───── Source extract
Step 1: Enable data indexing

OSS console

  1. Log on to the OSS console.

  2. In the left-side navigation pane, click Buckets. On the Buckets page, click the name of the destination bucket.

  3. In the left-side navigation pane, choose Object Management > Data Indexing.

  4. On the Data Indexing page, if you are using this feature for the first time, follow the on-screen instructions to grant permissions to the AliyunMetaQueryDefaultRole role. This allows the OSS service to manage data in your bucket. After you grant the permissions, click Enable data indexing.

  5. Select MetaSearch and click Enable.

OSS SDK

Only the OSS SDKs for Java, Python, and Go support the MetaSearch feature for querying objects that meet specified conditions.

import com.aliyun.oss.*;
import com.aliyun.oss.common.auth.CredentialsProviderFactory;
import com.aliyun.oss.common.auth.EnvironmentVariableCredentialsProvider;
import com.aliyun.oss.common.comm.SignVersion;
public class Demo {
    // Use your actual endpoint. This example uses the endpoint for the China (Guangzhou) region.
──────────
───── Records provided
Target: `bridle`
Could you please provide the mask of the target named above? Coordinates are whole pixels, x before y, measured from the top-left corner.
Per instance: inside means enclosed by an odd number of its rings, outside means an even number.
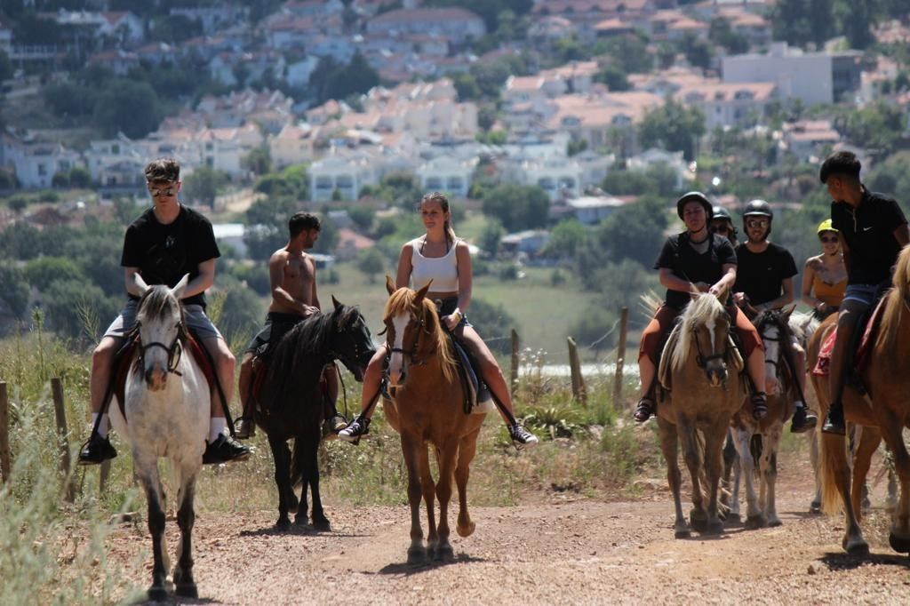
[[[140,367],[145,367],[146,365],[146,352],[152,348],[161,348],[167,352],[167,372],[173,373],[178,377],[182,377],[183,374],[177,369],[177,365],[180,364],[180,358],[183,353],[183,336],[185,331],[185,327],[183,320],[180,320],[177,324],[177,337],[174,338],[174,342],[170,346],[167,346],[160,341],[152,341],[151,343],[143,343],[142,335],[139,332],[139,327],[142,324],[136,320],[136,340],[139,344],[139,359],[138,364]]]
──────────
───── Records provided
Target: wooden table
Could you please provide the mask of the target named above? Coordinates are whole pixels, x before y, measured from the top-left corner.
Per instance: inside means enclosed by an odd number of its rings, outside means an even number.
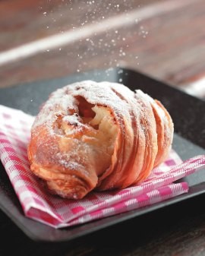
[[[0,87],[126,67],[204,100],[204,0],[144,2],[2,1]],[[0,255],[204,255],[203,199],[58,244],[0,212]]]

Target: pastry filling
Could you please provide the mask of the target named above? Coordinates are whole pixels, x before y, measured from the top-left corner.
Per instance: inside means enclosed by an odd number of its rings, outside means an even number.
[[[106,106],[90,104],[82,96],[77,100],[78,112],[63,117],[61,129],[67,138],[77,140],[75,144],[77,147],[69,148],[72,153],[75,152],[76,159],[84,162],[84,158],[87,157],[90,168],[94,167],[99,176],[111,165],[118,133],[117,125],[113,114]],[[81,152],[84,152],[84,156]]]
──────────
Instructions:
1: According to the OSS data indexing guide, which programming languages have OSS SDKs that support MetaSearch? List them all.
2: Resume the OSS data indexing guide at the point where it stops.

In response:
1: Java, Python, Go

2:
    private static String endpoint = "https://oss-cn-guangzhou.aliyuncs.com";
    // Specify your bucket name, for example, "examplebucket".
    private static String bucketName = "examplebucket";
    public static void main(String[] args) throws com.aliyuncs.exceptions.ClientException {
        // Obtain access credentials from environment variables. Before running the code, ensure that the OSS_ACCESS_KEY_ID and OSS_ACCESS_KEY_SECRET environment variables are set.
        EnvironmentVariableCredentialsProvider credentialsProvider = CredentialsProviderFactory.newEnvironmentVariableCredentialsProvider();
        // Specify the region where the bucket is located. For example, if the bucket is in the China (Guangzhou) region, set the region to cn-guangzhou.
        String region = "cn-guangzhou";
        // Create an OSSClient instance.
        // When the OSSClient instance is no longer needed, call the shutdown method to release its resources.
        ClientBuilderConfiguration clientBuilderConfiguration = new ClientBuilderConfiguration();
        clientBuilderConfiguration.setSignatureVersion(SignVersion.V4);
        OSS ossClient = OSSClientBuilder.create()
                .endpoint(endpoint)
                .credentialsProvider(credentialsProvider)
                .clientConfiguration(clientBuilderConfiguration)
                .region(region)
                .build();
        try {
            // Enable the data indexing feature.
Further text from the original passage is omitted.